Required action: Locate the line containing "In the photo above, where can the shop" in the data below. Reproduce it and every following line up to the end, exactly as given.

Stored data entries:
________

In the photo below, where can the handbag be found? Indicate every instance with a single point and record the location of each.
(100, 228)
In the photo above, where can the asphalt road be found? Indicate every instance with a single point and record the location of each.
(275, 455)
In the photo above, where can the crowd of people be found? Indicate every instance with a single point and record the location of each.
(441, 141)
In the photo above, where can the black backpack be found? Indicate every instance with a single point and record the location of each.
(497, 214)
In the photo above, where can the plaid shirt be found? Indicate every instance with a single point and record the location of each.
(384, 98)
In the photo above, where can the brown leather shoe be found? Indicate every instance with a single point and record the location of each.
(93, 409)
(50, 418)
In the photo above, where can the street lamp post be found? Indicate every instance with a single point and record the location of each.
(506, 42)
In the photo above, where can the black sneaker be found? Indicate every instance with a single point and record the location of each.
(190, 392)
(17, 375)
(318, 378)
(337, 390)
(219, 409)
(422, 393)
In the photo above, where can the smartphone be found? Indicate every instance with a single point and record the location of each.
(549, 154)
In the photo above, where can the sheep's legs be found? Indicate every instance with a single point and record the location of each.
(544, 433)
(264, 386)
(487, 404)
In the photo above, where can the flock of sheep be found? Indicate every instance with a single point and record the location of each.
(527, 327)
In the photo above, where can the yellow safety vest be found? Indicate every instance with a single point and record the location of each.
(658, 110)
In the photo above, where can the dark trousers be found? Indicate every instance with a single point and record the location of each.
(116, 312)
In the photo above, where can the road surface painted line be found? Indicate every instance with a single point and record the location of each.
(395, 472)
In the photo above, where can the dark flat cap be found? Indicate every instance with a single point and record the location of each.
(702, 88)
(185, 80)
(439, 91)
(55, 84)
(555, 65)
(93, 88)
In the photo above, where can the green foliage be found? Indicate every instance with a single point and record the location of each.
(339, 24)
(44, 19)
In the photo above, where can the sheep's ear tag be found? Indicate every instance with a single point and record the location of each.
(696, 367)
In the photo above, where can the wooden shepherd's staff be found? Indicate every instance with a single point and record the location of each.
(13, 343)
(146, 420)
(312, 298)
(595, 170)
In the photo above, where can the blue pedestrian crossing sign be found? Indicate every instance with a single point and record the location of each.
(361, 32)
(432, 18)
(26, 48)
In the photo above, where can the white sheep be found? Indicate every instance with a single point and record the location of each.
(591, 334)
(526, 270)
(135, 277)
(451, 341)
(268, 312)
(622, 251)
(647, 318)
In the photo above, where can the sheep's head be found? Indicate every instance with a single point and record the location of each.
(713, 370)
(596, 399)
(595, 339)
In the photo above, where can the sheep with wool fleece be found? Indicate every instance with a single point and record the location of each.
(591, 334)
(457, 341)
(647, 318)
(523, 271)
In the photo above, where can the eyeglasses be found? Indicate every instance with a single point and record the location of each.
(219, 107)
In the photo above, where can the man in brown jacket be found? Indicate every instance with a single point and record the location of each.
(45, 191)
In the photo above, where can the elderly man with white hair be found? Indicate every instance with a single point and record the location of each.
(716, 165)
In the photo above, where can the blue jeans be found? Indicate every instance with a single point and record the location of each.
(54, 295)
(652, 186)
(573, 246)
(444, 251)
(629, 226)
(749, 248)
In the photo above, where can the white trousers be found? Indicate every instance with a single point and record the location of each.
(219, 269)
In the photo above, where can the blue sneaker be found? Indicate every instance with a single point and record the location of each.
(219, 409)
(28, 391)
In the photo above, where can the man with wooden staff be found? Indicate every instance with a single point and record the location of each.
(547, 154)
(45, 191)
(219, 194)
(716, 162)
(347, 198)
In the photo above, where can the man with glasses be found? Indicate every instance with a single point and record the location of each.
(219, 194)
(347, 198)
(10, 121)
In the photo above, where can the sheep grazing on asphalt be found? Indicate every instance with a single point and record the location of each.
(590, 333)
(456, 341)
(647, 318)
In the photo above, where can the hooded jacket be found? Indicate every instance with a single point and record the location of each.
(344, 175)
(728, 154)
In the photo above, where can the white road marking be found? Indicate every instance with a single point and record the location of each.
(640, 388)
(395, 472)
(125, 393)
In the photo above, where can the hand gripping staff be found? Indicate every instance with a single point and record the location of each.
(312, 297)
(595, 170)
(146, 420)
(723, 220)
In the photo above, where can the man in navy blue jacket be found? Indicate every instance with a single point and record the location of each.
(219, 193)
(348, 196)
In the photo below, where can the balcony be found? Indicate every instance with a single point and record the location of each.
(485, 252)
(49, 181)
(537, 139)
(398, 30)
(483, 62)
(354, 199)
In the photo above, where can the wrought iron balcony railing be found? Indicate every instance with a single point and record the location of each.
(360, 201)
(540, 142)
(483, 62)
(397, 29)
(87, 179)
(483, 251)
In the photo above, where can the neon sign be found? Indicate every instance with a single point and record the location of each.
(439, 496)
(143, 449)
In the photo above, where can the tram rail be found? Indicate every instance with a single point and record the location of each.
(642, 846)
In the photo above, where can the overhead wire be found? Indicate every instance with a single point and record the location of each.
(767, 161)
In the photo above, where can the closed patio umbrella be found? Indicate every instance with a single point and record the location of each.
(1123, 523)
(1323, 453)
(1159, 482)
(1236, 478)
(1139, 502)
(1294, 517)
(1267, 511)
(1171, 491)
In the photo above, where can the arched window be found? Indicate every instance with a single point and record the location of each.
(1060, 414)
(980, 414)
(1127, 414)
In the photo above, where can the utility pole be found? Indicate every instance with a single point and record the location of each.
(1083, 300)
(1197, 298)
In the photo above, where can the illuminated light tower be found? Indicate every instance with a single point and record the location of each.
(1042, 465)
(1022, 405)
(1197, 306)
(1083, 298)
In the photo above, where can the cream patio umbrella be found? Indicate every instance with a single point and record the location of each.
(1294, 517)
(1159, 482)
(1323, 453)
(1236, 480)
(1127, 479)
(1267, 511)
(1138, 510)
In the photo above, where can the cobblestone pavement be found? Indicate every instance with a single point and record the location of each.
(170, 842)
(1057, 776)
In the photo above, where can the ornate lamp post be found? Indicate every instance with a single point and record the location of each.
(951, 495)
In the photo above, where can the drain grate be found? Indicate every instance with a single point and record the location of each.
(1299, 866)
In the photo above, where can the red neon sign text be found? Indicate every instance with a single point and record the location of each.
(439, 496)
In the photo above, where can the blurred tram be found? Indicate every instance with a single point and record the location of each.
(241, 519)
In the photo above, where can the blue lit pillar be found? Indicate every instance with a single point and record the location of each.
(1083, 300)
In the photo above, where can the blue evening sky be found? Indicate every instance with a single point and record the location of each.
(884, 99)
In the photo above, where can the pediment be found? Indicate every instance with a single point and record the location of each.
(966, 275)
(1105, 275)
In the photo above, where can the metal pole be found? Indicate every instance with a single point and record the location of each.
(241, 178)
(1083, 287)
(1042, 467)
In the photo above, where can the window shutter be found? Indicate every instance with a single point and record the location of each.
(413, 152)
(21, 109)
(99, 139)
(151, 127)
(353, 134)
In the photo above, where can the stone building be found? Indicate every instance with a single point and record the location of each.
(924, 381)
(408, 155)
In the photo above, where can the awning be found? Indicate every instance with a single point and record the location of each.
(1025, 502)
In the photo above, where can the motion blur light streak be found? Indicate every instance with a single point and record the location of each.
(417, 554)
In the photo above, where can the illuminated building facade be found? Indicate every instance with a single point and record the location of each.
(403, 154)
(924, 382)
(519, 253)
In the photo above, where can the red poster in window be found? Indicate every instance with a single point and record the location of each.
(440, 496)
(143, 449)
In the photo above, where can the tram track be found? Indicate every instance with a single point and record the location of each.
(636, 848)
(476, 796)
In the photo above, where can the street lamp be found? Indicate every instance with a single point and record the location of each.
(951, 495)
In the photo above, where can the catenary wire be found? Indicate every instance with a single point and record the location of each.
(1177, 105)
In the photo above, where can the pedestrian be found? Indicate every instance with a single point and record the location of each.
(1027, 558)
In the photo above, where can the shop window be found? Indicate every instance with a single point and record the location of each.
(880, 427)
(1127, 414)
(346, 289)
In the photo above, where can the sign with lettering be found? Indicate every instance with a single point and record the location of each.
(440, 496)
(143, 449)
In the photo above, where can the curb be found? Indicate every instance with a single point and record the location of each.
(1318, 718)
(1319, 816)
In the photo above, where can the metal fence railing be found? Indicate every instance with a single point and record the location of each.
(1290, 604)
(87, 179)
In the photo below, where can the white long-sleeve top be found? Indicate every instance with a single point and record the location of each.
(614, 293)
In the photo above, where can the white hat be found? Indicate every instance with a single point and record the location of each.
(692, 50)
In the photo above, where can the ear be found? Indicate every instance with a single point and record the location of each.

________

Exercise result:
In the photo above, where can the shop window be found? Indicate every instance with a single point and record the location of each.
(880, 427)
(1127, 414)
(346, 289)
In the photo above, where can the sign with lettering be found? Indicate every instance with a single point and record the location of each.
(440, 496)
(143, 449)
In the photo above, where can the curb be found? Indicate every instance with a single point and record the location of each.
(1318, 718)
(1319, 816)
In the photo above, where can the metal fence railing be found? Indicate every instance with a single point and record the location of each.
(1290, 604)
(87, 179)
In the photo below, where can the white long-sleeve top be found? Indicate every instance with a single point and record the location of each.
(614, 293)
In the photo above, where can the white hat be found? Indicate every instance with a single point and record the location of each.
(692, 50)
In the photo above, where can the ear be found? Indicate every instance with a single point and record the location of each.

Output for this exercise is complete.